* [INSTRUCTIONS TO FOLLOW] After finding the line with "Exercise. Point to the layered" in the data below, set down exactly each line through the one with "Target: rock strata", inclusive, and stop there.

* [SUPPLIED INFORMATION]
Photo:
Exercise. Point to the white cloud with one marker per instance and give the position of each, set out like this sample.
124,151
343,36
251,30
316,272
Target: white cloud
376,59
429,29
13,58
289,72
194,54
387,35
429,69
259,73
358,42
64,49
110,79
...
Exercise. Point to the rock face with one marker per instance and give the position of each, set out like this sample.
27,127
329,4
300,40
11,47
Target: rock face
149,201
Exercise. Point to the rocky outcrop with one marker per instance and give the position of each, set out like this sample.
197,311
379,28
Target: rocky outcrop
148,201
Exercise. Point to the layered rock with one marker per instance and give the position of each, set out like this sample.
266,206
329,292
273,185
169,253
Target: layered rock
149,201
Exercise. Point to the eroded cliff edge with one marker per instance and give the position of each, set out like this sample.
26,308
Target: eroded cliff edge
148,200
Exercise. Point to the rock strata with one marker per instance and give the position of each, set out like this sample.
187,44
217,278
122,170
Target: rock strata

* [WRITTEN REPLY]
Exercise. Point to the layered rock with one marker per instance and give the position of each, set out like this sample.
266,206
329,292
273,185
169,253
Target: layered rock
149,201
Exercise. Point to the eroded cliff edge with one marker per instance and give the position of each, set out like this sample.
26,308
Target: eroded cliff edge
148,200
Exercise. Point to the rock strata with one marker per instance and give the position of each, set out like this sample.
187,44
217,278
122,170
Target: rock strata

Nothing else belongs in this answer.